DATA:

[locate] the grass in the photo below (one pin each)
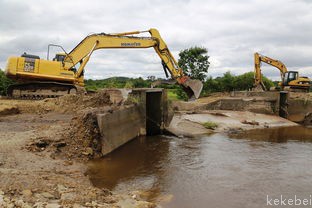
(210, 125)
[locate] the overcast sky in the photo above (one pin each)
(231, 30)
--
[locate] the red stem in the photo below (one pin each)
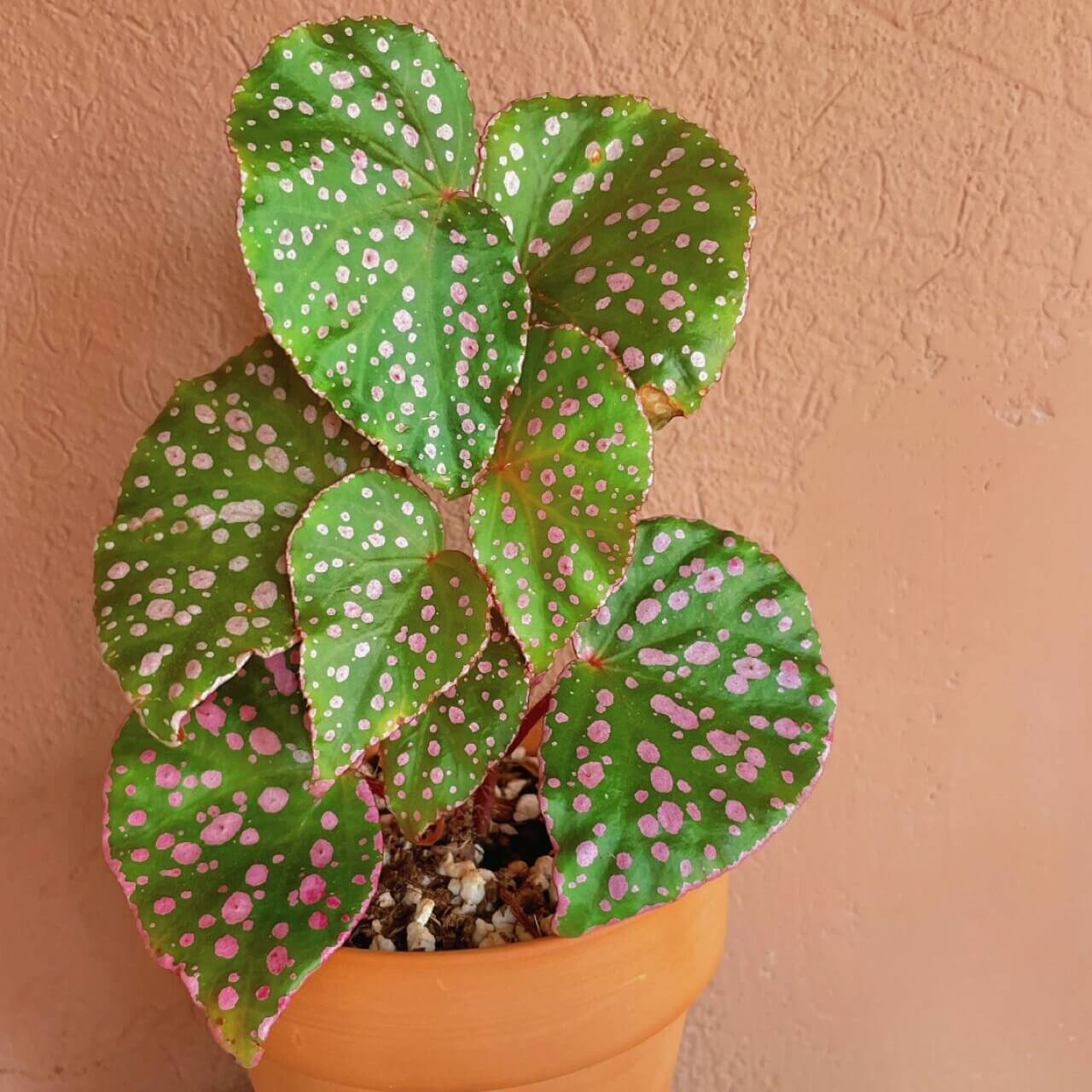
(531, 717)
...
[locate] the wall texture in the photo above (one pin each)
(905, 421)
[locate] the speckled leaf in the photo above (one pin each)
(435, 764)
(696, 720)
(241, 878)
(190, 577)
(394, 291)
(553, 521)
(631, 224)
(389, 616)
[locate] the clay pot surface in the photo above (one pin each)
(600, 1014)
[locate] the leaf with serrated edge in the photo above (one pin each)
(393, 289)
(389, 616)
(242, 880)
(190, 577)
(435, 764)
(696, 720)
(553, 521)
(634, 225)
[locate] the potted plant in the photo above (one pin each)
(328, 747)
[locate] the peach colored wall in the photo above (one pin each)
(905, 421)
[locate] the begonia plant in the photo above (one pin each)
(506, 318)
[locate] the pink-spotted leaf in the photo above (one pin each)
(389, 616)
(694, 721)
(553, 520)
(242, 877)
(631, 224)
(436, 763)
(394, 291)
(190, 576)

SHORT EXERCISE:
Which lines in the records above contain the word "below"? Show each one in full, and treat uppercase and lowercase as different.

TASK ANSWER:
[locate] the grass in the photo below (one pin each)
[locate] the red stem in the photo below (one pin each)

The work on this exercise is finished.